* **GOAL**: Pick out every line in the records that contains the word "large", and copy each one in full.

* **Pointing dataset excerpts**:
..............................

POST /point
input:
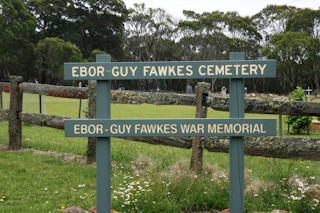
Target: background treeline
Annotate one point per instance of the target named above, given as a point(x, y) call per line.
point(38, 36)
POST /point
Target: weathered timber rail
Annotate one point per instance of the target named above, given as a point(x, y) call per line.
point(276, 147)
point(161, 98)
point(293, 148)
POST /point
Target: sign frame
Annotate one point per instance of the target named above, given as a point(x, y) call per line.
point(236, 69)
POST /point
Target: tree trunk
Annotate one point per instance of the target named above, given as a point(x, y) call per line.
point(202, 91)
point(15, 125)
point(91, 148)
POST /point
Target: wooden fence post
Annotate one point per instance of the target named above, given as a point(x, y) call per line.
point(202, 91)
point(1, 101)
point(91, 149)
point(15, 125)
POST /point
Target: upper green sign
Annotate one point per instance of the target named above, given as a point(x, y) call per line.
point(169, 127)
point(170, 70)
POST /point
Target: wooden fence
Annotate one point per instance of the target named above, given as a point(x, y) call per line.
point(278, 147)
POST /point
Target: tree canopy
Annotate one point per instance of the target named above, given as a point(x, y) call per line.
point(37, 36)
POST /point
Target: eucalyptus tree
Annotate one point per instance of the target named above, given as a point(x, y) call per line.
point(150, 36)
point(16, 33)
point(272, 20)
point(306, 20)
point(51, 54)
point(294, 52)
point(88, 24)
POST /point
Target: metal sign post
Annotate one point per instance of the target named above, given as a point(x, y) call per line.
point(236, 69)
point(103, 109)
point(236, 148)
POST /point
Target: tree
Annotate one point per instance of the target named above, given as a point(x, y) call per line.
point(305, 20)
point(16, 32)
point(298, 124)
point(272, 20)
point(88, 24)
point(150, 36)
point(94, 53)
point(51, 54)
point(292, 50)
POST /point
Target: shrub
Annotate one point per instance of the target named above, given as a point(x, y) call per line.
point(298, 124)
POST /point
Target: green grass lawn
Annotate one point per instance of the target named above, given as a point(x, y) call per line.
point(145, 178)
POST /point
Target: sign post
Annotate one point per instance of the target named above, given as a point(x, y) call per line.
point(103, 105)
point(236, 148)
point(236, 69)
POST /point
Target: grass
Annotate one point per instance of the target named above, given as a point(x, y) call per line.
point(145, 178)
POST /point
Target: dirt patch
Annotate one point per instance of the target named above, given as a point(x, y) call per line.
point(67, 157)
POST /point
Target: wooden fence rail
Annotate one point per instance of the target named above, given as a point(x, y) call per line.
point(292, 148)
point(161, 98)
point(289, 148)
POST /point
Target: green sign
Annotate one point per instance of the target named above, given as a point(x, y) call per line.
point(170, 70)
point(236, 69)
point(169, 127)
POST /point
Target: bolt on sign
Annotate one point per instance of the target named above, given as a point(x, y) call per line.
point(236, 69)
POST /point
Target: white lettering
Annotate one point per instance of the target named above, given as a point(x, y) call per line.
point(75, 71)
point(262, 68)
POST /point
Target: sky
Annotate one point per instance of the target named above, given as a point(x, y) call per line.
point(243, 7)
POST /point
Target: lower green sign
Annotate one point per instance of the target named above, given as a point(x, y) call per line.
point(169, 127)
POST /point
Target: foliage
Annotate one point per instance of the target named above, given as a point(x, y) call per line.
point(153, 178)
point(88, 24)
point(298, 124)
point(17, 28)
point(51, 54)
point(295, 53)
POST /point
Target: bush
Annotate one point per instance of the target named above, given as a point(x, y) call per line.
point(298, 124)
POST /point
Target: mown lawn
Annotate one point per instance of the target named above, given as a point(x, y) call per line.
point(145, 178)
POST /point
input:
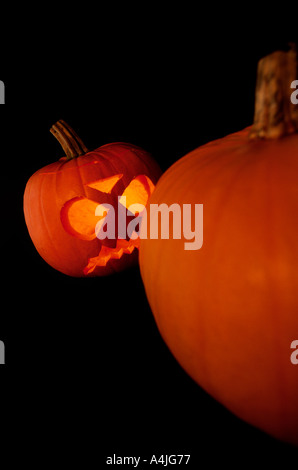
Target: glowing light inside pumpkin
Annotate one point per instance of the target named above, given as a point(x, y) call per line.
point(80, 216)
point(137, 193)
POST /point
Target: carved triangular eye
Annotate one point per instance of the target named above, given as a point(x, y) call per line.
point(78, 217)
point(105, 185)
point(137, 193)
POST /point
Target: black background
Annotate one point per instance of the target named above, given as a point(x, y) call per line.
point(87, 374)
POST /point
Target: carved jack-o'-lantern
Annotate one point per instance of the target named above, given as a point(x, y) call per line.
point(66, 204)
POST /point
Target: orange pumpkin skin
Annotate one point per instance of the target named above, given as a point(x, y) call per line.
point(49, 190)
point(229, 311)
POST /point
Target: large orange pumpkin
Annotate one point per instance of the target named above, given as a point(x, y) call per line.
point(61, 200)
point(229, 310)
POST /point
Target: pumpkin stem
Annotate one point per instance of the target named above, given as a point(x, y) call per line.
point(68, 139)
point(275, 114)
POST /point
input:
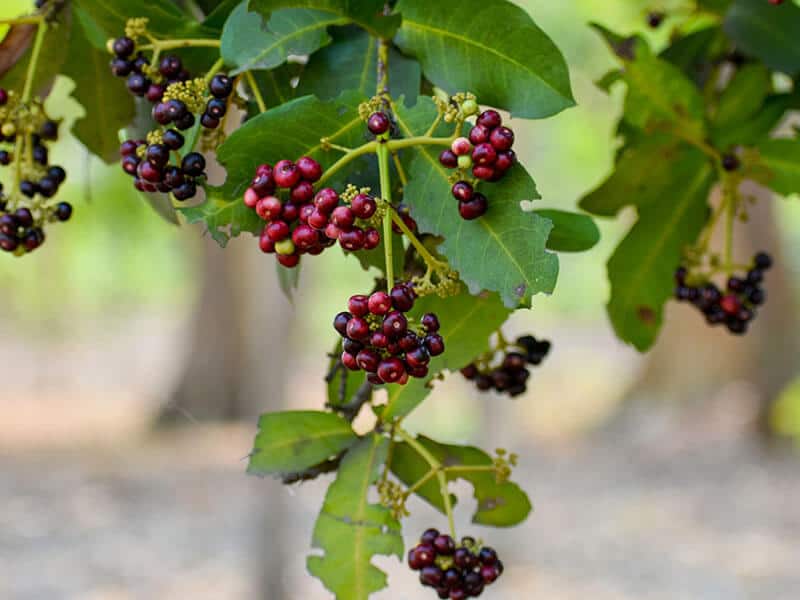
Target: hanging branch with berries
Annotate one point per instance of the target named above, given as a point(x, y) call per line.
point(385, 131)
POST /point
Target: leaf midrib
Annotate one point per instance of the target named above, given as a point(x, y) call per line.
point(471, 42)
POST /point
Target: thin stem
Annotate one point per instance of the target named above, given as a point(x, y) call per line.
point(185, 43)
point(440, 475)
point(386, 195)
point(347, 158)
point(251, 81)
point(422, 140)
point(37, 48)
point(27, 20)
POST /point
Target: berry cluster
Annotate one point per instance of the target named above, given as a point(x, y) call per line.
point(454, 571)
point(176, 99)
point(736, 307)
point(25, 210)
point(305, 223)
point(487, 153)
point(379, 339)
point(510, 374)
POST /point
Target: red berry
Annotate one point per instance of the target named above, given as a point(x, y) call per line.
point(277, 231)
point(435, 344)
point(474, 208)
point(352, 240)
point(484, 154)
point(391, 370)
point(368, 360)
point(269, 208)
point(357, 329)
point(479, 135)
point(304, 237)
point(343, 217)
point(395, 324)
point(326, 200)
point(462, 191)
point(350, 361)
point(489, 119)
point(286, 174)
point(310, 170)
point(505, 160)
point(461, 146)
point(358, 305)
point(448, 159)
point(372, 238)
point(402, 298)
point(502, 138)
point(363, 206)
point(380, 303)
point(318, 220)
point(340, 322)
point(430, 322)
point(302, 192)
point(378, 123)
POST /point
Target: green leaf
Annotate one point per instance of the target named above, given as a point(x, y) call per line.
point(758, 127)
point(292, 130)
point(293, 441)
point(350, 530)
point(350, 63)
point(642, 267)
point(224, 218)
point(767, 32)
point(661, 98)
point(781, 157)
point(365, 13)
point(503, 251)
point(165, 19)
point(744, 95)
point(499, 504)
point(466, 324)
point(511, 64)
point(248, 44)
point(109, 106)
point(644, 172)
point(572, 232)
point(51, 58)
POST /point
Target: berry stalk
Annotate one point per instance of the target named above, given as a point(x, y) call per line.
point(440, 475)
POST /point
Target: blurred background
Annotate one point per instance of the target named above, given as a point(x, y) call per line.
point(136, 356)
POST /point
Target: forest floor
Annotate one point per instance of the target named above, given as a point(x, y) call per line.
point(661, 508)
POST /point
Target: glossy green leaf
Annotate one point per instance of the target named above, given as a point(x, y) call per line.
point(511, 64)
point(643, 174)
point(781, 158)
point(249, 44)
point(350, 63)
point(572, 232)
point(165, 19)
point(350, 530)
point(365, 13)
point(108, 105)
point(744, 95)
point(466, 324)
point(503, 251)
point(759, 126)
point(291, 130)
point(293, 441)
point(767, 32)
point(499, 504)
point(642, 267)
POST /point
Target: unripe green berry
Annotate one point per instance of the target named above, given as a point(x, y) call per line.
point(470, 107)
point(285, 246)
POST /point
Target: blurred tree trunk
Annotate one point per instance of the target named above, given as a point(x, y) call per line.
point(693, 361)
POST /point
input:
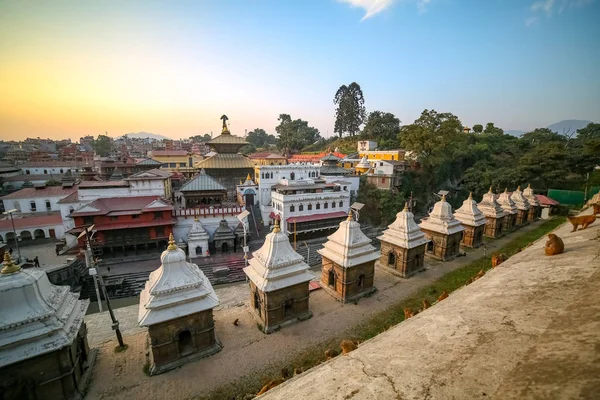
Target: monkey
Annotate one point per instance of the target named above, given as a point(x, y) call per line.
point(348, 346)
point(443, 296)
point(583, 220)
point(554, 245)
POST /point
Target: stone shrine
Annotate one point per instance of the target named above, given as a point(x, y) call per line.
point(348, 262)
point(473, 220)
point(197, 240)
point(534, 204)
point(177, 307)
point(279, 280)
point(402, 246)
point(494, 215)
point(44, 352)
point(510, 210)
point(443, 230)
point(522, 206)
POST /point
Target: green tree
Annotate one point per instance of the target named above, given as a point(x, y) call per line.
point(350, 112)
point(383, 127)
point(294, 134)
point(102, 145)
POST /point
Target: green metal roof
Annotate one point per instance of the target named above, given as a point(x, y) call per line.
point(202, 182)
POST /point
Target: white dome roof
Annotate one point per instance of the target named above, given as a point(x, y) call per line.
point(469, 214)
point(276, 265)
point(404, 231)
point(176, 289)
point(441, 219)
point(37, 317)
point(349, 246)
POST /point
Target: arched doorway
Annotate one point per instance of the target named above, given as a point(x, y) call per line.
point(26, 235)
point(392, 259)
point(186, 345)
point(331, 278)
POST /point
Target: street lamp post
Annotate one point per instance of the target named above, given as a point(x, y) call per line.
point(12, 221)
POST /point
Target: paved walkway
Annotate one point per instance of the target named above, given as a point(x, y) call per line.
point(246, 349)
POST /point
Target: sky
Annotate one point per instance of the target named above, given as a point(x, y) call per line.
point(75, 68)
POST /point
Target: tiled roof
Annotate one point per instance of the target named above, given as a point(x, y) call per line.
point(30, 221)
point(202, 182)
point(226, 161)
point(50, 191)
point(149, 161)
point(122, 205)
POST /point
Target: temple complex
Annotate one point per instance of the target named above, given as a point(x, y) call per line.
point(227, 166)
point(197, 240)
point(348, 262)
point(443, 230)
point(44, 352)
point(522, 206)
point(402, 246)
point(279, 279)
point(494, 215)
point(510, 210)
point(473, 220)
point(177, 307)
point(534, 204)
point(203, 191)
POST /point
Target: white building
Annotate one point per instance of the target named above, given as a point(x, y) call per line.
point(309, 205)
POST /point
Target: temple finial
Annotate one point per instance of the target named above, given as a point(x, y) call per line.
point(9, 266)
point(172, 245)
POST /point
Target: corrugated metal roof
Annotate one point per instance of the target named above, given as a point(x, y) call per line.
point(202, 182)
point(226, 161)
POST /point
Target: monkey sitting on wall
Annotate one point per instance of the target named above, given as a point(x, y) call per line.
point(554, 245)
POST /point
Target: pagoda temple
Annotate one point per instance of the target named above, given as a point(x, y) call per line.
point(534, 204)
point(279, 280)
point(443, 230)
point(227, 166)
point(473, 220)
point(348, 262)
point(402, 246)
point(44, 352)
point(197, 240)
point(522, 206)
point(510, 210)
point(177, 307)
point(494, 215)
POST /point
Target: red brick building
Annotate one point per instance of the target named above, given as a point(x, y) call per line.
point(126, 226)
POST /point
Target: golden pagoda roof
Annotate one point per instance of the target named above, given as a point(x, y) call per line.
point(228, 160)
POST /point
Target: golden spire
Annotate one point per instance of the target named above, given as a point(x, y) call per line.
point(9, 266)
point(172, 245)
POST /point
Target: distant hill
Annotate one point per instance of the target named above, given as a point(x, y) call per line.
point(145, 135)
point(564, 126)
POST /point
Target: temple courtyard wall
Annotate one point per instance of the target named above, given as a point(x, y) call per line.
point(526, 330)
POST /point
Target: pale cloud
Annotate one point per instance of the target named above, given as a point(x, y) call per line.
point(548, 7)
point(373, 7)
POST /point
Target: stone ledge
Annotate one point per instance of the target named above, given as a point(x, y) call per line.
point(527, 329)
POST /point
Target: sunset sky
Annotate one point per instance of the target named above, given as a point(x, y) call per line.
point(73, 68)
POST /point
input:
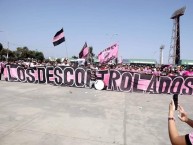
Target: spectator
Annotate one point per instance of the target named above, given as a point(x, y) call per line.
point(92, 78)
point(175, 138)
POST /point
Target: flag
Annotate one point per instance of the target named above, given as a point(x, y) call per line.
point(84, 51)
point(58, 37)
point(108, 54)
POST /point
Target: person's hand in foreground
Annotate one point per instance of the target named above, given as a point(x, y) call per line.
point(182, 114)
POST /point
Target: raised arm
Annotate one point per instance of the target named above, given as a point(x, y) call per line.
point(175, 138)
point(183, 116)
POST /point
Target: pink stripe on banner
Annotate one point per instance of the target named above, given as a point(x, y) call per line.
point(108, 54)
point(56, 38)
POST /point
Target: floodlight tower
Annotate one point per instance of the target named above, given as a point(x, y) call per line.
point(161, 54)
point(174, 54)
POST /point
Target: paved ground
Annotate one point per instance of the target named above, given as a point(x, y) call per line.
point(34, 114)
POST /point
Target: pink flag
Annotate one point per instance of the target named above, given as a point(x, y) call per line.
point(108, 54)
point(84, 51)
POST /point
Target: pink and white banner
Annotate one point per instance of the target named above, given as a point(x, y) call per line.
point(108, 54)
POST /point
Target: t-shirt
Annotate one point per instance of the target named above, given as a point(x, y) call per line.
point(189, 138)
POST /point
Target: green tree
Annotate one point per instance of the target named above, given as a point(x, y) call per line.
point(39, 56)
point(1, 46)
point(75, 57)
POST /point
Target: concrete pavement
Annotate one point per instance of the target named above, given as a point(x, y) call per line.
point(36, 114)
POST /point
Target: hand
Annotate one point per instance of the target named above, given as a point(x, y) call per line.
point(182, 114)
point(171, 108)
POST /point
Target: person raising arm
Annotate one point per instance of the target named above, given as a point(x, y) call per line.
point(174, 136)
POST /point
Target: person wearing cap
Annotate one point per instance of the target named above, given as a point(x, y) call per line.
point(174, 136)
point(92, 78)
point(65, 62)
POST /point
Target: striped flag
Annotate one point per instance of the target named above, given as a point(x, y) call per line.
point(58, 37)
point(84, 51)
point(108, 54)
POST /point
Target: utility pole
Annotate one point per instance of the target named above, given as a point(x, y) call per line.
point(7, 51)
point(161, 54)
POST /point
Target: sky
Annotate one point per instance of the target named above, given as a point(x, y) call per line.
point(140, 27)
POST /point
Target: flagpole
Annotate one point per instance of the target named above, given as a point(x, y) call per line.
point(66, 50)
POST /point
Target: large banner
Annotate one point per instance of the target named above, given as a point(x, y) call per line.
point(113, 79)
point(108, 54)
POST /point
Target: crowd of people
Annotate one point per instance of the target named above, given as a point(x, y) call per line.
point(164, 70)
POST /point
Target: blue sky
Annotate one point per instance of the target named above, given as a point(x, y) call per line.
point(139, 26)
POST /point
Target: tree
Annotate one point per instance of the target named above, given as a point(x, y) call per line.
point(39, 56)
point(75, 57)
point(58, 60)
point(1, 46)
point(91, 51)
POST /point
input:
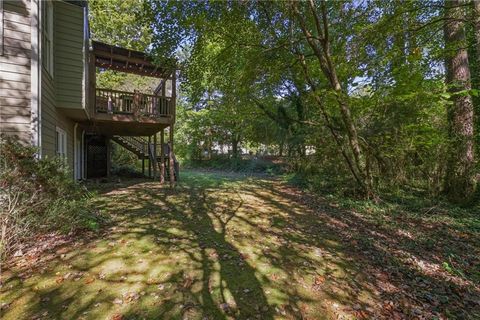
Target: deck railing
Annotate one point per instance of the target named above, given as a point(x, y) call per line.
point(132, 103)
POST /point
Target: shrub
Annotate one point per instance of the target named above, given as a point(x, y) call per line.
point(38, 195)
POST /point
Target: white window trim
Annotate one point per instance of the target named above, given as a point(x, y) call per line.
point(47, 36)
point(60, 143)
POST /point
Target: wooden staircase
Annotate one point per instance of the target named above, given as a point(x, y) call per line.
point(144, 150)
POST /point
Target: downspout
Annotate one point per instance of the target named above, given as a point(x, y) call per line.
point(36, 77)
point(75, 152)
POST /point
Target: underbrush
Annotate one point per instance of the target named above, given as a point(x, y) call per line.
point(38, 195)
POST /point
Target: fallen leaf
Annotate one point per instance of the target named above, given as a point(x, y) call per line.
point(89, 280)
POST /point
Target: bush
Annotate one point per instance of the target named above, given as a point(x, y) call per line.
point(38, 195)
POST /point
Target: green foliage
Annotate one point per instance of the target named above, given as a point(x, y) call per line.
point(38, 196)
point(125, 24)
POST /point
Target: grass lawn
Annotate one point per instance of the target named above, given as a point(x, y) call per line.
point(224, 246)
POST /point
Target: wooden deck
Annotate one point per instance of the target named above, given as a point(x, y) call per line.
point(117, 112)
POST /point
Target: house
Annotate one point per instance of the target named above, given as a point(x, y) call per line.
point(49, 98)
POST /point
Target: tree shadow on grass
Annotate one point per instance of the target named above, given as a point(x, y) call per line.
point(226, 247)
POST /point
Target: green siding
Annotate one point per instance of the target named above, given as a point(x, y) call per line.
point(69, 56)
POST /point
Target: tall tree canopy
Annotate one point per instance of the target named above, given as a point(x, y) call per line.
point(367, 85)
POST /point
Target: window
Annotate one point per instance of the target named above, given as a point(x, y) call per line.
point(61, 143)
point(47, 36)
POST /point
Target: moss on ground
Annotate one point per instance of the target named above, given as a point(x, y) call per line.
point(218, 246)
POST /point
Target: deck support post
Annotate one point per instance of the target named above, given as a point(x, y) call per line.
point(170, 157)
point(149, 160)
point(109, 155)
point(162, 156)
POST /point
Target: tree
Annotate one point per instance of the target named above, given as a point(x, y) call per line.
point(460, 178)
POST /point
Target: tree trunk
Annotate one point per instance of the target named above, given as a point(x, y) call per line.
point(476, 23)
point(235, 149)
point(320, 44)
point(460, 176)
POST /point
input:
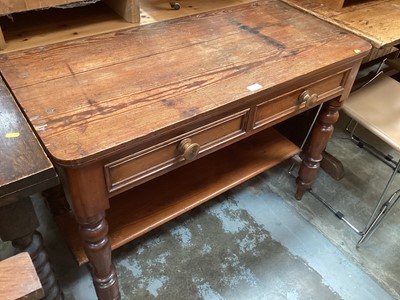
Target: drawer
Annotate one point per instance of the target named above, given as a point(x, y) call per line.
point(289, 103)
point(140, 166)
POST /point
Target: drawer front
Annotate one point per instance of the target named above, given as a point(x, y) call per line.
point(289, 103)
point(136, 168)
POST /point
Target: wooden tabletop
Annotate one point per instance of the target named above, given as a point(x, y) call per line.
point(88, 97)
point(376, 21)
point(18, 278)
point(24, 167)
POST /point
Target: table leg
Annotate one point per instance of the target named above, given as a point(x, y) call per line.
point(320, 136)
point(86, 193)
point(18, 223)
point(94, 234)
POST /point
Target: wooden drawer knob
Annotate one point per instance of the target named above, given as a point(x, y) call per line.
point(308, 98)
point(188, 149)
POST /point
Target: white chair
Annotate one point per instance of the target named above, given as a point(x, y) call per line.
point(376, 106)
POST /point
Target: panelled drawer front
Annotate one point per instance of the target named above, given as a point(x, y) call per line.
point(137, 167)
point(281, 106)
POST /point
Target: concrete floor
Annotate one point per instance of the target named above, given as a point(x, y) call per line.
point(257, 242)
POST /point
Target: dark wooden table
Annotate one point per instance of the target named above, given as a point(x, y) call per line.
point(150, 122)
point(24, 170)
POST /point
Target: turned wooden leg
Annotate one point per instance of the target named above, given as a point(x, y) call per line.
point(97, 247)
point(320, 136)
point(87, 195)
point(18, 222)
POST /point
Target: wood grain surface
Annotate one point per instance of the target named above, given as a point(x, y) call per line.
point(376, 21)
point(24, 166)
point(18, 279)
point(88, 96)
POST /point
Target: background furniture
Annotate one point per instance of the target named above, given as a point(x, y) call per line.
point(24, 170)
point(18, 279)
point(376, 107)
point(377, 22)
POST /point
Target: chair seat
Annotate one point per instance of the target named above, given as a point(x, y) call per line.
point(376, 107)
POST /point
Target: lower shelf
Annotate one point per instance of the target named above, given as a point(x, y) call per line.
point(143, 208)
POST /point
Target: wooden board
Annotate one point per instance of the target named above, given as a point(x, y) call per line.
point(73, 99)
point(12, 6)
point(24, 166)
point(143, 208)
point(39, 28)
point(376, 21)
point(18, 279)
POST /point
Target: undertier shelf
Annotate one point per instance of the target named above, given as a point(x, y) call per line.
point(147, 206)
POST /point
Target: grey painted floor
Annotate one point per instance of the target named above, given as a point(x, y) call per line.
point(256, 242)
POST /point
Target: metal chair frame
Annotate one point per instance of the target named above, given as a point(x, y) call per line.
point(382, 207)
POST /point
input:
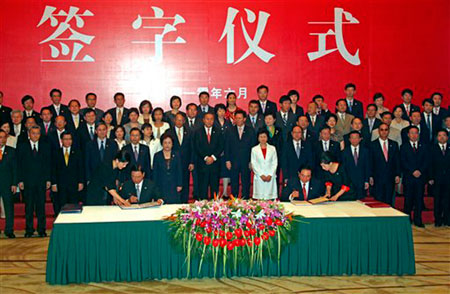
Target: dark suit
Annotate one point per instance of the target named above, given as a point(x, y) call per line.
point(285, 126)
point(384, 172)
point(8, 176)
point(143, 160)
point(271, 107)
point(411, 161)
point(357, 109)
point(258, 124)
point(319, 123)
point(187, 158)
point(5, 114)
point(238, 151)
point(93, 157)
point(63, 110)
point(412, 108)
point(208, 175)
point(34, 170)
point(67, 177)
point(359, 173)
point(440, 173)
point(290, 163)
point(316, 189)
point(125, 113)
point(149, 191)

..............................

* **SOLUTION TO THIS TASK**:
Target: large orange pumpkin
Target: large banner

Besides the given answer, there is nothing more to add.